• **Brief**
Filter the entries and copy out every line that contains the word "white". Case counts, so match it with the same capitalization.

• **Stored data**
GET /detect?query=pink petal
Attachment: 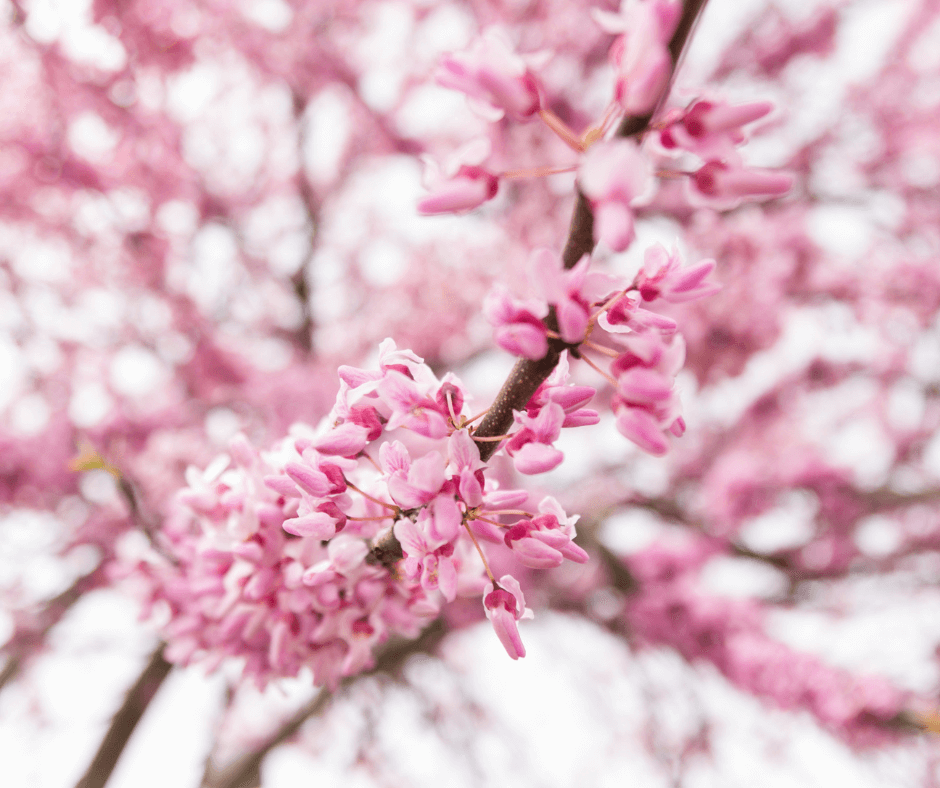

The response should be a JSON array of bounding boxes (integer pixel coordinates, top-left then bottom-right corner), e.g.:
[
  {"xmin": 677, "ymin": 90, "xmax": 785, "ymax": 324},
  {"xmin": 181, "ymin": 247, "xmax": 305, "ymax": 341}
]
[
  {"xmin": 617, "ymin": 408, "xmax": 669, "ymax": 457},
  {"xmin": 512, "ymin": 443, "xmax": 565, "ymax": 476}
]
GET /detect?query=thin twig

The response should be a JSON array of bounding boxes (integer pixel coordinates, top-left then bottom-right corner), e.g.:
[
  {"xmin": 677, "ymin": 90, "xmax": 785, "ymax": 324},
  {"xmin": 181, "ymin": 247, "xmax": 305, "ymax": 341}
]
[
  {"xmin": 202, "ymin": 620, "xmax": 447, "ymax": 788},
  {"xmin": 75, "ymin": 643, "xmax": 173, "ymax": 788}
]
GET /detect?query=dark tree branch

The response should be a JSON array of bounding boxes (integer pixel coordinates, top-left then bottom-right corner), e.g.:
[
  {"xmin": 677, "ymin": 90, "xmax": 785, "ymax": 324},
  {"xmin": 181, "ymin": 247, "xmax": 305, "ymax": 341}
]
[
  {"xmin": 75, "ymin": 643, "xmax": 173, "ymax": 788},
  {"xmin": 202, "ymin": 620, "xmax": 447, "ymax": 788},
  {"xmin": 475, "ymin": 0, "xmax": 706, "ymax": 462},
  {"xmin": 368, "ymin": 0, "xmax": 707, "ymax": 569}
]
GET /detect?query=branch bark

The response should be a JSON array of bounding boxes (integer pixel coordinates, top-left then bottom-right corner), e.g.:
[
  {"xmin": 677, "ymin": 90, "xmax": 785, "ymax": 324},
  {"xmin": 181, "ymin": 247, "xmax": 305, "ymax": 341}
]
[
  {"xmin": 475, "ymin": 0, "xmax": 707, "ymax": 462},
  {"xmin": 75, "ymin": 643, "xmax": 173, "ymax": 788},
  {"xmin": 202, "ymin": 620, "xmax": 447, "ymax": 788}
]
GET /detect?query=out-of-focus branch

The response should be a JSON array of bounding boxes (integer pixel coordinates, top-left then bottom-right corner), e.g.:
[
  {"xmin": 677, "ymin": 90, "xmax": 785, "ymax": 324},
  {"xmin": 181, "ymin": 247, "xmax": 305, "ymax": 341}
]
[
  {"xmin": 75, "ymin": 643, "xmax": 173, "ymax": 788},
  {"xmin": 369, "ymin": 0, "xmax": 707, "ymax": 567},
  {"xmin": 475, "ymin": 0, "xmax": 706, "ymax": 462},
  {"xmin": 0, "ymin": 565, "xmax": 104, "ymax": 690},
  {"xmin": 202, "ymin": 620, "xmax": 448, "ymax": 788}
]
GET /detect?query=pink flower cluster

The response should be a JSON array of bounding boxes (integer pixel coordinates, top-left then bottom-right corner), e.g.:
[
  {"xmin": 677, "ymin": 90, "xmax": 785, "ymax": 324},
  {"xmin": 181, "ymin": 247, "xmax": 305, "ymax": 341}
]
[
  {"xmin": 139, "ymin": 340, "xmax": 596, "ymax": 685},
  {"xmin": 625, "ymin": 540, "xmax": 905, "ymax": 746},
  {"xmin": 484, "ymin": 244, "xmax": 720, "ymax": 456},
  {"xmin": 659, "ymin": 100, "xmax": 793, "ymax": 207}
]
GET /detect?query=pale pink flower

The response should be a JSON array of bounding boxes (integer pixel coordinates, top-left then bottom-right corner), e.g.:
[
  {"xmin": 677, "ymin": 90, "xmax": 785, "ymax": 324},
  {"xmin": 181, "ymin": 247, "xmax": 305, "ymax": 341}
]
[
  {"xmin": 578, "ymin": 140, "xmax": 652, "ymax": 252},
  {"xmin": 436, "ymin": 27, "xmax": 541, "ymax": 120},
  {"xmin": 635, "ymin": 244, "xmax": 721, "ymax": 304},
  {"xmin": 483, "ymin": 289, "xmax": 548, "ymax": 360},
  {"xmin": 690, "ymin": 161, "xmax": 793, "ymax": 207},
  {"xmin": 483, "ymin": 575, "xmax": 533, "ymax": 659},
  {"xmin": 659, "ymin": 101, "xmax": 773, "ymax": 159}
]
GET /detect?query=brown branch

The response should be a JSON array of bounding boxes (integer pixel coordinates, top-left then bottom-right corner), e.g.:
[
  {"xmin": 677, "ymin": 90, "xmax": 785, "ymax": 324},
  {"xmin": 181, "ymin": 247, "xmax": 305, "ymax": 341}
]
[
  {"xmin": 368, "ymin": 0, "xmax": 707, "ymax": 569},
  {"xmin": 75, "ymin": 643, "xmax": 173, "ymax": 788},
  {"xmin": 202, "ymin": 620, "xmax": 447, "ymax": 788},
  {"xmin": 475, "ymin": 0, "xmax": 706, "ymax": 462}
]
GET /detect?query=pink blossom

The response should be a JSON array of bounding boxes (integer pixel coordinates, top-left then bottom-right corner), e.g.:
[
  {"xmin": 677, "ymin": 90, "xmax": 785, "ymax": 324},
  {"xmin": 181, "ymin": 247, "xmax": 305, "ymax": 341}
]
[
  {"xmin": 578, "ymin": 140, "xmax": 652, "ymax": 252},
  {"xmin": 594, "ymin": 0, "xmax": 681, "ymax": 115},
  {"xmin": 483, "ymin": 290, "xmax": 548, "ymax": 360},
  {"xmin": 660, "ymin": 101, "xmax": 773, "ymax": 159},
  {"xmin": 505, "ymin": 403, "xmax": 565, "ymax": 474},
  {"xmin": 418, "ymin": 164, "xmax": 499, "ymax": 215},
  {"xmin": 691, "ymin": 161, "xmax": 793, "ymax": 206},
  {"xmin": 635, "ymin": 244, "xmax": 721, "ymax": 304},
  {"xmin": 437, "ymin": 27, "xmax": 540, "ymax": 120},
  {"xmin": 483, "ymin": 575, "xmax": 533, "ymax": 659}
]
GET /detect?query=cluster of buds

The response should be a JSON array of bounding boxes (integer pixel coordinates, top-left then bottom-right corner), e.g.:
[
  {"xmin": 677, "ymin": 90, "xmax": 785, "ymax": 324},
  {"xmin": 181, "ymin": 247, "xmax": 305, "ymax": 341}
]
[
  {"xmin": 484, "ymin": 244, "xmax": 720, "ymax": 456},
  {"xmin": 418, "ymin": 0, "xmax": 792, "ymax": 239},
  {"xmin": 137, "ymin": 340, "xmax": 596, "ymax": 685},
  {"xmin": 659, "ymin": 100, "xmax": 793, "ymax": 208}
]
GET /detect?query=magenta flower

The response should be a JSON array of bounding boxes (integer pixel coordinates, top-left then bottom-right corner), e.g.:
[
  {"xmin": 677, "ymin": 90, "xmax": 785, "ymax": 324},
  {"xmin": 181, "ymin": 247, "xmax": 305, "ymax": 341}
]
[
  {"xmin": 594, "ymin": 0, "xmax": 682, "ymax": 115},
  {"xmin": 483, "ymin": 575, "xmax": 534, "ymax": 659},
  {"xmin": 660, "ymin": 101, "xmax": 773, "ymax": 159},
  {"xmin": 505, "ymin": 403, "xmax": 565, "ymax": 475},
  {"xmin": 483, "ymin": 289, "xmax": 548, "ymax": 360},
  {"xmin": 635, "ymin": 244, "xmax": 721, "ymax": 304}
]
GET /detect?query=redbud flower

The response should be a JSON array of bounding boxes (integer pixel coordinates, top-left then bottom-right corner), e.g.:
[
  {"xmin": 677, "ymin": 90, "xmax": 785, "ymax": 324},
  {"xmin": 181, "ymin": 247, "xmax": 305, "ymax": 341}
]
[
  {"xmin": 635, "ymin": 244, "xmax": 721, "ymax": 304},
  {"xmin": 483, "ymin": 289, "xmax": 548, "ymax": 360},
  {"xmin": 594, "ymin": 0, "xmax": 681, "ymax": 115},
  {"xmin": 418, "ymin": 164, "xmax": 499, "ymax": 216},
  {"xmin": 437, "ymin": 27, "xmax": 541, "ymax": 120},
  {"xmin": 418, "ymin": 139, "xmax": 499, "ymax": 215},
  {"xmin": 483, "ymin": 575, "xmax": 534, "ymax": 659},
  {"xmin": 578, "ymin": 140, "xmax": 652, "ymax": 252},
  {"xmin": 660, "ymin": 101, "xmax": 773, "ymax": 159},
  {"xmin": 691, "ymin": 161, "xmax": 793, "ymax": 206}
]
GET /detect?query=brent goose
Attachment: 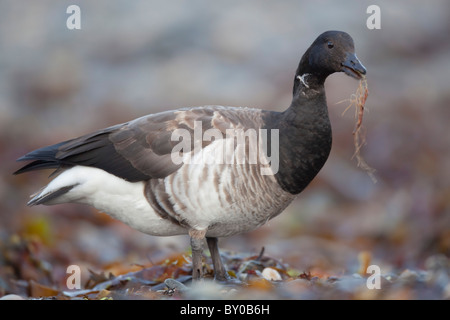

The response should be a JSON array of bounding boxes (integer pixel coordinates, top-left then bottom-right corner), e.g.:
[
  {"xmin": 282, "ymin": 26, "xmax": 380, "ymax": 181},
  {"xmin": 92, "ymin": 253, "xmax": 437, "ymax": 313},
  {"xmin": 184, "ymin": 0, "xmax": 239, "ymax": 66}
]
[{"xmin": 15, "ymin": 31, "xmax": 366, "ymax": 280}]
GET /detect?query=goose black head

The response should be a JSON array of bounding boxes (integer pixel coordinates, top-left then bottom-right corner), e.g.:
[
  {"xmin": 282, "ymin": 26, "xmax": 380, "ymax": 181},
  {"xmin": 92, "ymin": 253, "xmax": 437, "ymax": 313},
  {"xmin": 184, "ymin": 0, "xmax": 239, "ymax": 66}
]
[{"xmin": 296, "ymin": 31, "xmax": 366, "ymax": 91}]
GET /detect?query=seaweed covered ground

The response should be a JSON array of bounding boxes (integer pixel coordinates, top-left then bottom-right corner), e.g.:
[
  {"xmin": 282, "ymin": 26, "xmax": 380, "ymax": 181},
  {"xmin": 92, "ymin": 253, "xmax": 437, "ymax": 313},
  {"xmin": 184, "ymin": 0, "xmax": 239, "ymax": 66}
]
[{"xmin": 0, "ymin": 230, "xmax": 450, "ymax": 300}]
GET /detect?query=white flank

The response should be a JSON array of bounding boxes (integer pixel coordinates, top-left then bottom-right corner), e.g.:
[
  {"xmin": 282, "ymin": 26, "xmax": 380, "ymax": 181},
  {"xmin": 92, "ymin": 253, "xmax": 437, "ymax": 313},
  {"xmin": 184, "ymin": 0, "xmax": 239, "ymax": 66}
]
[{"xmin": 31, "ymin": 166, "xmax": 187, "ymax": 236}]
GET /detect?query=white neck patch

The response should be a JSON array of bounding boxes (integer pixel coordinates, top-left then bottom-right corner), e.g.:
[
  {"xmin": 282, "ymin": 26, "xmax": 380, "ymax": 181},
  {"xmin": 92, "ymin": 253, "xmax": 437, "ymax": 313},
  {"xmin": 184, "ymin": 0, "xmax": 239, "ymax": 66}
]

• **Task output**
GET /detect?query=white flank
GET /detect?query=white neck patch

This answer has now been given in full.